TEXT SHOWN ▸
——

BarkProcessor voice_preset doesn't work #34634

etheryee · 2024-11-07T04:01:37Z

System Info

transformers version: 4.47.0.dev0
Platform: Windows-11-10.0.22631-SP0
Python version: 3.12.7
Huggingface_hub version: 0.26.2
Safetensors version: 0.4.5
Accelerate version: 1.1.0
Accelerate config: not found
PyTorch version (GPU?): 2.5.1 (True)
Tensorflow version (GPU?): not installed (NA)
Flax version (CPU?/GPU?/TPU?): not installed (NA)
Jax version: not installed
JaxLib version: not installed
Using distributed or parallel set-up in script?:
Using GPU in script?:
GPU type: NVIDIA GeForce RTX 4080 SUPER

Who can help?

@ylacombe

Information

The official example scripts
My own modified scripts

Tasks

An officially supported task in the examples folder (such as GLUE/SQuAD, ...)
My own task or dataset (give details below)

Reproduction

Code:
from bark import SAMPLE_RATE, generate_audio, preload_models
import sounddevice
from transformers import BarkModel, BarkProcessor
import torch
import numpy as np
from optimum.bettertransformer import BetterTransformer
from scipy.io.wavfile import write as write_wav
import re

def barkspeed(text_prompt):
processor = BarkProcessor.from_pretrained("suno/bark-small")
model = BarkModel.from_pretrained("suno/bark-small", torch_dtype=torch.float16).to(device)
model = BetterTransformer.transform(model, keep_original_model=False)
model.enable_cpu_offload()
sentences = re.split(r'[.?!]', text_prompt)
pieces = []
for sentence in sentences:
inp = processor(sentence.strip(), voice_preset=SPEAKER).to(device)
audio = model.generate(**inp, do_sample=True, fine_temperature=0.4, coarse_temperature=0.5)
audio = ((audio/torch.max(torch.abs(audio))).numpy(force=True).squeeze()*pow(2, 15)).astype(np.int16)
pieces.append(audio)
write_wav("bark_generation.wav", SAMPLE_RATE, np.concatenate(pieces))
sounddevice.play(np.concatenate(pieces), samplerate=24000)
sounddevice.wait()

Error Message:
****The attention mask is not set and cannot be inferred from input because pad token is same as eos token. As a consequence, you may observe unexpected behavior. Please pass your input's attention_mask to obtain reliable results.

——

SUPPLIED ENTRIES ▸
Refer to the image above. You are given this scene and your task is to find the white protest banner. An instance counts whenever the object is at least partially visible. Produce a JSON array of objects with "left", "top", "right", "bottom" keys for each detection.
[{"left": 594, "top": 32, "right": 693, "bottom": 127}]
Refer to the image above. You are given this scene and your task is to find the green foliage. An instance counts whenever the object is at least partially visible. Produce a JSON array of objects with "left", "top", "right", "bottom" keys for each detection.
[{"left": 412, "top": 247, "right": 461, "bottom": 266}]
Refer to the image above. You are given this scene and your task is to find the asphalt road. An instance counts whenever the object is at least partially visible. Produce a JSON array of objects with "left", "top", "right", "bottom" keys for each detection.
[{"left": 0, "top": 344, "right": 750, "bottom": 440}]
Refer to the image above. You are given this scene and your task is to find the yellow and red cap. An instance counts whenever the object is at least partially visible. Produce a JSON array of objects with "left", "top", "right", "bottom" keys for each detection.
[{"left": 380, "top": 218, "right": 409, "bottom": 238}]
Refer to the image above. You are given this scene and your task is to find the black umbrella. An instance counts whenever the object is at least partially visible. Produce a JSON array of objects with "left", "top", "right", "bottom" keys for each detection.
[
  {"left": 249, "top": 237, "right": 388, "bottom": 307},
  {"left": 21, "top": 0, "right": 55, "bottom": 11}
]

——

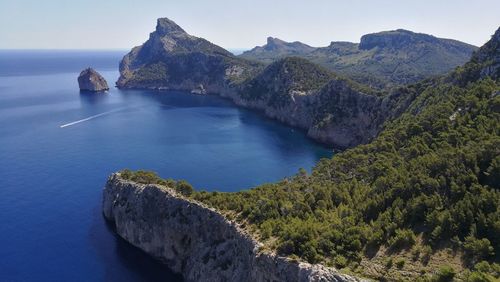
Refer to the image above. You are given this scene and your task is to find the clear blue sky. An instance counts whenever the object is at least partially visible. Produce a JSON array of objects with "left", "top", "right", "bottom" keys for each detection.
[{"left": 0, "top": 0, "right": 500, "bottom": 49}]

——

REQUIRED ACTIONS ▸
a) Which GPU type does the bug report list?
b) Set down the bug report's text from "sentences = re.split(r'[.?!]', text_prompt)" up to and including "sounddevice.play(np.concatenate(pieces), samplerate=24000)".
c) Summarize the bug report in two sentences.

THE SOLUTIONS ▸
a) NVIDIA GeForce RTX 4080 SUPER

b)
sentences = re.split(r'[.?!]', text_prompt)
pieces = []
for sentence in sentences:
inp = processor(sentence.strip(), voice_preset=SPEAKER).to(device)
audio = model.generate(**inp, do_sample=True, fine_temperature=0.4, coarse_temperature=0.5)
audio = ((audio/torch.max(torch.abs(audio))).numpy(force=True).squeeze()*pow(2, 15)).astype(np.int16)
pieces.append(audio)
write_wav("bark_generation.wav", SAMPLE_RATE, np.concatenate(pieces))
sounddevice.play(np.concatenate(pieces), samplerate=24000)

c) The bug report states that the voice_preset option of BarkProcessor doesn't work, and it lists transformers 4.47.0.dev0 running on Windows 11 with Python 3.12.7. Its code loads the suno/bark-small model, passes each sentence of a prompt to the processor with a voice preset, generates audio, saves it as a WAV file and plays it, and the resulting error message says the attention mask is not set and cannot be inferred because the pad token is the same as the eos token.